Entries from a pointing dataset
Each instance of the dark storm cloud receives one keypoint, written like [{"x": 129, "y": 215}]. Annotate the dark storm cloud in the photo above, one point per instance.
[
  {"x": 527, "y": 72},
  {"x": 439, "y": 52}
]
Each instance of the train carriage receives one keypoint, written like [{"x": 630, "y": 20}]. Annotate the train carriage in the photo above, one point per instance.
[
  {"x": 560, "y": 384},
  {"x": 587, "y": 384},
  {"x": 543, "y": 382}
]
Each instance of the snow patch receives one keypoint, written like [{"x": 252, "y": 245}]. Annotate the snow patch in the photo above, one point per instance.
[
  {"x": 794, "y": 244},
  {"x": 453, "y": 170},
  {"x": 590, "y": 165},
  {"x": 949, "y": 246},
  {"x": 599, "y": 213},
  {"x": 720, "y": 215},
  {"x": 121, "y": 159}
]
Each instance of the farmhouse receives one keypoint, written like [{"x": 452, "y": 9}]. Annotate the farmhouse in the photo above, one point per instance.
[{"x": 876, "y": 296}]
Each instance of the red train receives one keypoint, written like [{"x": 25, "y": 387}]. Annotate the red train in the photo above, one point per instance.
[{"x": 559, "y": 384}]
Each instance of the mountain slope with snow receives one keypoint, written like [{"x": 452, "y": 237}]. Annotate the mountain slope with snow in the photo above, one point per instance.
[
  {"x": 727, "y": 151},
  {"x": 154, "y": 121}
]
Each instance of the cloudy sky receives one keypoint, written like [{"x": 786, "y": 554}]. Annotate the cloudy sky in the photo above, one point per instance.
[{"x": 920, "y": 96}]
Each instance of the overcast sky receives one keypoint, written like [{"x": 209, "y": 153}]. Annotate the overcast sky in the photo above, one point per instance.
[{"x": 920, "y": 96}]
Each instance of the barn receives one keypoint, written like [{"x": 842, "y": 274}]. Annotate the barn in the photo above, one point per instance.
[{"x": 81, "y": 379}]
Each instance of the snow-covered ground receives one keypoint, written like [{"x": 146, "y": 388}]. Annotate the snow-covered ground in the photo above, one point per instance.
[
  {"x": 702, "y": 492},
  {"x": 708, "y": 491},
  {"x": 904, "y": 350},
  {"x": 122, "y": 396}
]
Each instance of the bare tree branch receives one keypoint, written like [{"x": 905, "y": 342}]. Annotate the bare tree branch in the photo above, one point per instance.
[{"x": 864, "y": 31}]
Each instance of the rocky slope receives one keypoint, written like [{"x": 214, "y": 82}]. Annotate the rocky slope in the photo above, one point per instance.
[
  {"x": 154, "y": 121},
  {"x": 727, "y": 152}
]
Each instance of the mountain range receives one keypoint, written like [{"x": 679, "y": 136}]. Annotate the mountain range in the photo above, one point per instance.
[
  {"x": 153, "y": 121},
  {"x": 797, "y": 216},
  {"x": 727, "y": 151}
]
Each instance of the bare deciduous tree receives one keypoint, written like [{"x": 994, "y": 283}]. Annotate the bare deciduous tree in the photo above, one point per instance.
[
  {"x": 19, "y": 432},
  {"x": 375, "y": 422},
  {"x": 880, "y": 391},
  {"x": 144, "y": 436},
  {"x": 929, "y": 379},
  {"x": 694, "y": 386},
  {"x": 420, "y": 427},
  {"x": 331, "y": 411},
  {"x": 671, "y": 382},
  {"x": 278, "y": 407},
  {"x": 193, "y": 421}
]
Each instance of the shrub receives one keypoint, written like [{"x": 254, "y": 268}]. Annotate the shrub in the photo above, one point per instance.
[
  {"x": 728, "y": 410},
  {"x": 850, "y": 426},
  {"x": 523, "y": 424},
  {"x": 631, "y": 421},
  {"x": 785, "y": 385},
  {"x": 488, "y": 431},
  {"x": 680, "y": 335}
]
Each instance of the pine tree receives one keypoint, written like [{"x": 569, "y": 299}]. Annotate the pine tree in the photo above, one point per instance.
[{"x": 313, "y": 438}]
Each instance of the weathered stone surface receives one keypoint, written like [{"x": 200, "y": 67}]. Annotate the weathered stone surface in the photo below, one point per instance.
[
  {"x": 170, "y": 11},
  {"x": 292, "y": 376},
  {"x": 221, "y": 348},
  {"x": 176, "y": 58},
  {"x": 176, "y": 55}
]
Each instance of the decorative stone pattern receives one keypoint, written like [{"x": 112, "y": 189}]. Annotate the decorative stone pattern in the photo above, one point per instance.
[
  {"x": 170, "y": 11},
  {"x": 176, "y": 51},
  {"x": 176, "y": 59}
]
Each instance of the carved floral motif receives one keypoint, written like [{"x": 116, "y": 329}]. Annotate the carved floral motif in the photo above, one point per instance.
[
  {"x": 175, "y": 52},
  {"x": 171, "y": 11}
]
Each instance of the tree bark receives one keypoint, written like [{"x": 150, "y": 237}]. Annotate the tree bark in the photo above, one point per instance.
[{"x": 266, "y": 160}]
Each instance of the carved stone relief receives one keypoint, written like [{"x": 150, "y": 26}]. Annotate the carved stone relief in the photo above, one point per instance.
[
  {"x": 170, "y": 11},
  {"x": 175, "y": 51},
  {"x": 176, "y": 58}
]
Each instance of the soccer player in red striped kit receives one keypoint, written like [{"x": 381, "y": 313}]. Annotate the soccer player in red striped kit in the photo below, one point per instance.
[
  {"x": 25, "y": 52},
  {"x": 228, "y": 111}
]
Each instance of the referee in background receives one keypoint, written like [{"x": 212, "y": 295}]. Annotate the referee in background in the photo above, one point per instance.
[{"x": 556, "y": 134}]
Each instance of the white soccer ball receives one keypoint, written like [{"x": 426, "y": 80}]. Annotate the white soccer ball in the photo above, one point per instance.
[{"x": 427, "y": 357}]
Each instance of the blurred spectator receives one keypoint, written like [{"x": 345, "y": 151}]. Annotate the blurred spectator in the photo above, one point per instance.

▶ **WHAT IS REQUIRED**: Lay out every line of the records above as a Markdown table with the columns "Row" and "Line," numbering the rows in order and leaving out any blank lines.

▶ **REPLY**:
| Row | Line |
|---|---|
| 1 | Each instance of the dark storm cloud receives one keypoint, written like [{"x": 129, "y": 215}]. Annotate the dark storm cloud in the photo above, one point per instance. |
| 2 | [ |
| 3 |   {"x": 527, "y": 72}, |
| 4 |   {"x": 439, "y": 52} |
| 5 | ] |
| 6 | Each instance of the train carriage receives one keypoint, written like [{"x": 630, "y": 20}]. Annotate the train carriage in the photo above, one point per instance. |
| 7 | [ |
| 8 |   {"x": 560, "y": 384}, |
| 9 |   {"x": 587, "y": 384}, |
| 10 |   {"x": 543, "y": 382} |
| 11 | ] |
| 12 | Each instance of the snow patch receives one keypoint, written like [{"x": 252, "y": 245}]. Annotate the snow patch in the photo above, one point per instance. |
| 13 | [ |
| 14 |   {"x": 794, "y": 244}, |
| 15 |   {"x": 453, "y": 170}, |
| 16 |   {"x": 590, "y": 165}, |
| 17 |   {"x": 949, "y": 246}, |
| 18 |   {"x": 599, "y": 213}, |
| 19 |   {"x": 720, "y": 215}, |
| 20 |   {"x": 121, "y": 159} |
| 21 | ] |
| 22 | Each instance of the farmhouse receives one keypoint, written like [{"x": 452, "y": 9}]. Annotate the farmhouse in the photo above, one point per instance. |
| 23 | [{"x": 876, "y": 296}] |
| 24 | Each instance of the red train receives one keypoint, written like [{"x": 25, "y": 387}]. Annotate the red train in the photo above, one point per instance. |
| 25 | [{"x": 559, "y": 384}] |
| 26 | Each instance of the mountain slope with snow receives one keypoint, written like [{"x": 452, "y": 237}]. Annotate the mountain slope with snow in the photo above, one point per instance. |
| 27 | [ |
| 28 |   {"x": 727, "y": 151}, |
| 29 |   {"x": 154, "y": 121} |
| 30 | ] |
| 31 | Each instance of the cloudy sky receives one keypoint, written like [{"x": 786, "y": 554}]. Annotate the cloudy sky in the photo above, one point per instance. |
| 32 | [{"x": 920, "y": 96}] |
| 33 | Each instance of the overcast sky receives one keypoint, written like [{"x": 209, "y": 153}]. Annotate the overcast sky in the photo above, one point per instance. |
| 34 | [{"x": 920, "y": 96}] |
| 35 | Each instance of the barn receives one keypoint, written like [{"x": 842, "y": 274}]. Annotate the barn in the photo above, one point per instance. |
| 36 | [{"x": 81, "y": 379}] |
| 37 | Each instance of the snow-covered ground receives one keypoint, written like [{"x": 146, "y": 388}]. Annotate the snow-covered ground in the photo above, one point per instance. |
| 38 | [ |
| 39 |   {"x": 702, "y": 492}, |
| 40 |   {"x": 708, "y": 491}, |
| 41 |   {"x": 904, "y": 350}, |
| 42 |   {"x": 122, "y": 396} |
| 43 | ] |
| 44 | Each instance of the bare tree branch receives one keypoint, written like [{"x": 905, "y": 342}]. Annotate the bare tree branch in the photo above, one point per instance. |
| 45 | [{"x": 864, "y": 31}] |
| 46 | Each instance of the rocky slope receives one keypoint, written like [{"x": 214, "y": 82}]. Annotate the rocky slope in the photo above, one point per instance. |
| 47 | [ |
| 48 |   {"x": 154, "y": 121}, |
| 49 |   {"x": 727, "y": 152} |
| 50 | ] |
| 51 | Each instance of the mountain range receives one keypoint, written like [{"x": 679, "y": 136}]. Annotate the mountain range in the photo above, one point per instance. |
| 52 | [ |
| 53 |   {"x": 153, "y": 121}, |
| 54 |   {"x": 797, "y": 216}, |
| 55 |   {"x": 727, "y": 151} |
| 56 | ] |
| 57 | Each instance of the bare deciduous tree receives one keypoint, written like [{"x": 994, "y": 283}]. Annotate the bare deciduous tree in the photo above, one point per instance. |
| 58 | [ |
| 59 |   {"x": 19, "y": 432}, |
| 60 |   {"x": 375, "y": 422}, |
| 61 |   {"x": 880, "y": 391}, |
| 62 |   {"x": 144, "y": 436}, |
| 63 |   {"x": 929, "y": 379}, |
| 64 |   {"x": 694, "y": 386}, |
| 65 |   {"x": 420, "y": 427}, |
| 66 |   {"x": 331, "y": 411}, |
| 67 |   {"x": 671, "y": 382}, |
| 68 |   {"x": 278, "y": 407}, |
| 69 |   {"x": 193, "y": 421} |
| 70 | ] |
| 71 | Each instance of the shrub receives one keypoint, written like [{"x": 254, "y": 268}]. Annotate the shrub in the photo above, one point per instance. |
| 72 | [ |
| 73 |   {"x": 728, "y": 410}, |
| 74 |   {"x": 850, "y": 426}, |
| 75 |   {"x": 523, "y": 424}, |
| 76 |   {"x": 631, "y": 421}, |
| 77 |   {"x": 785, "y": 385}, |
| 78 |   {"x": 488, "y": 431}, |
| 79 |   {"x": 680, "y": 335} |
| 80 | ] |
| 81 | Each instance of the pine tree receives one keypoint, written like [{"x": 569, "y": 299}]. Annotate the pine tree in the photo above, one point per instance. |
| 82 | [{"x": 313, "y": 438}] |
| 83 | Each instance of the weathered stone surface receives one keypoint, written like [{"x": 200, "y": 67}]. Annotate the weathered stone surface in the photo below, one point per instance. |
| 84 | [ |
| 85 |   {"x": 170, "y": 11}, |
| 86 |   {"x": 292, "y": 376}, |
| 87 |   {"x": 221, "y": 348}, |
| 88 |   {"x": 176, "y": 58}, |
| 89 |   {"x": 176, "y": 55} |
| 90 | ] |
| 91 | Each instance of the decorative stone pattern receives one keypoint, written like [{"x": 112, "y": 189}]. Annotate the decorative stone pattern in the photo above, one point per instance. |
| 92 | [ |
| 93 |   {"x": 170, "y": 11}, |
| 94 |   {"x": 176, "y": 51}, |
| 95 |   {"x": 176, "y": 59} |
| 96 | ] |
| 97 | Each instance of the carved floral motif receives one keypoint, written like [{"x": 116, "y": 329}]. Annotate the carved floral motif in the photo above, one point per instance. |
| 98 | [ |
| 99 |   {"x": 175, "y": 52}, |
| 100 |   {"x": 171, "y": 11} |
| 101 | ] |
| 102 | Each instance of the tree bark receives one keypoint, written like [{"x": 150, "y": 237}]. Annotate the tree bark in the photo above, one point per instance. |
| 103 | [{"x": 266, "y": 160}] |
| 104 | Each instance of the carved stone relief receives one keypoint, written like [{"x": 150, "y": 26}]. Annotate the carved stone relief in the photo above, one point per instance. |
| 105 | [ |
| 106 |   {"x": 170, "y": 11}, |
| 107 |   {"x": 175, "y": 51}, |
| 108 |   {"x": 176, "y": 58} |
| 109 | ] |
| 110 | Each instance of the soccer player in red striped kit receives one keypoint, written like [{"x": 381, "y": 313}]. Annotate the soccer player in red striped kit in the photo below, one point per instance. |
| 111 | [ |
| 112 |   {"x": 25, "y": 52}, |
| 113 |   {"x": 228, "y": 111} |
| 114 | ] |
| 115 | Each instance of the referee in background receives one keypoint, written like [{"x": 212, "y": 295}]. Annotate the referee in background in the photo above, one point per instance. |
| 116 | [{"x": 556, "y": 134}] |
| 117 | Each instance of the white soccer ball receives one keypoint, written like [{"x": 426, "y": 80}]. Annotate the white soccer ball in the photo above, one point per instance. |
| 118 | [{"x": 427, "y": 357}] |
| 119 | Each instance of the blurred spectator receives one keypoint, written like [{"x": 345, "y": 151}]. Annotate the blurred spectator in the photo above, one point per instance. |